● Problem requirements: Exactly as written, reproduce the lines from the one that contains "task | one point per instance, each pair like [60, 38]" through the end of the records.

● Data for review:
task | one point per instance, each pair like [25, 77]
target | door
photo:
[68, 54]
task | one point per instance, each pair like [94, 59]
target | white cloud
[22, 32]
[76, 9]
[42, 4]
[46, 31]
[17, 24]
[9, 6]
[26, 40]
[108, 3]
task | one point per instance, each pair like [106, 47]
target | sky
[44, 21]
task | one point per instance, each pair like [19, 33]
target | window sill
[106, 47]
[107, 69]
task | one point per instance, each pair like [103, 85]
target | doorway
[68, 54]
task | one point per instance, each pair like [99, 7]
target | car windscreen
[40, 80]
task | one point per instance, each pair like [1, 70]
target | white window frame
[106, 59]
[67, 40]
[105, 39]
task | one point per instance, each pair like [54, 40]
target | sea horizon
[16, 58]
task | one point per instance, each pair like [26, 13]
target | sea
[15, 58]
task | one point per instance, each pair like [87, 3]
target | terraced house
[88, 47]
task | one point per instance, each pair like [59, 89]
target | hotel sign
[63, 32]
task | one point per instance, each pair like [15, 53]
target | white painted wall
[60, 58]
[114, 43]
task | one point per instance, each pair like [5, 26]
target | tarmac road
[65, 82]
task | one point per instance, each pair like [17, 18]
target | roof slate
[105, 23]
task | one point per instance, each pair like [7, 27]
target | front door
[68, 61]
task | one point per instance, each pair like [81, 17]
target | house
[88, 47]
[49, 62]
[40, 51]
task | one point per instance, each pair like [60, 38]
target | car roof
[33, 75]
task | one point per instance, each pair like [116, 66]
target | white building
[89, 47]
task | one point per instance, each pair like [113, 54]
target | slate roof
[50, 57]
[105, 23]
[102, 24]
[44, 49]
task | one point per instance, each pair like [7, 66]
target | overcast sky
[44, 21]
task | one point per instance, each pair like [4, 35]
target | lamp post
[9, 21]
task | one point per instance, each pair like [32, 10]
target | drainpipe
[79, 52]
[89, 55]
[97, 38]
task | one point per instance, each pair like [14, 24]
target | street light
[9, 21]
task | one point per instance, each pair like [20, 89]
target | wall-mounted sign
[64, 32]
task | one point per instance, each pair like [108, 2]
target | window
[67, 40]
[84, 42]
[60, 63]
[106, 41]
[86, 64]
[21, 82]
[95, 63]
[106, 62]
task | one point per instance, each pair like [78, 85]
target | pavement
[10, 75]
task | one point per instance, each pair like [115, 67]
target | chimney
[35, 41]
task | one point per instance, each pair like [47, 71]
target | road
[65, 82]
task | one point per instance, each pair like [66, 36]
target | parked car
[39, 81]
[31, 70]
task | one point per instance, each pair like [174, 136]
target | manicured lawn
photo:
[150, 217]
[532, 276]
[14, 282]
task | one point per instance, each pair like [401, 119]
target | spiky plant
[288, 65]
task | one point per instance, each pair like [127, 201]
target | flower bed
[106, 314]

● Task response:
task | one point per instance, each pair like [60, 38]
target | car roof
[33, 75]
task | one point per instance, each pair like [116, 66]
target | white building
[89, 47]
task | one point per instance, each pair like [113, 54]
target | slate roof
[50, 57]
[105, 23]
[102, 24]
[44, 49]
task | one point per instance, each pair like [7, 66]
target | overcast sky
[44, 21]
task | one point per instance, each pair like [4, 35]
target | lamp post
[9, 21]
task | one point per instance, each pair like [32, 10]
target | drainpipe
[79, 52]
[89, 55]
[97, 38]
task | one point per instance, each pair like [14, 24]
target | street light
[9, 21]
task | one point per instance, each pair like [20, 89]
target | wall-mounted sign
[64, 32]
task | one point per instance, each pair like [108, 2]
target | window
[67, 40]
[84, 42]
[60, 63]
[106, 41]
[86, 64]
[21, 82]
[95, 63]
[106, 62]
task | one point per instance, each pair like [78, 85]
target | pavement
[10, 75]
task | one point per instance, each pair like [115, 67]
target | chimney
[35, 41]
task | one point per instance, each pair like [47, 71]
target | road
[65, 82]
task | one point per instance, each pair like [66, 36]
target | parked car
[39, 81]
[31, 70]
task | one point per instance, each pair like [174, 136]
target | manicured lawn
photo:
[150, 217]
[532, 276]
[14, 282]
task | one point per instance, each pair like [401, 119]
target | spiky plant
[288, 65]
task | one point per instance, each pair like [127, 201]
target | flower bed
[106, 314]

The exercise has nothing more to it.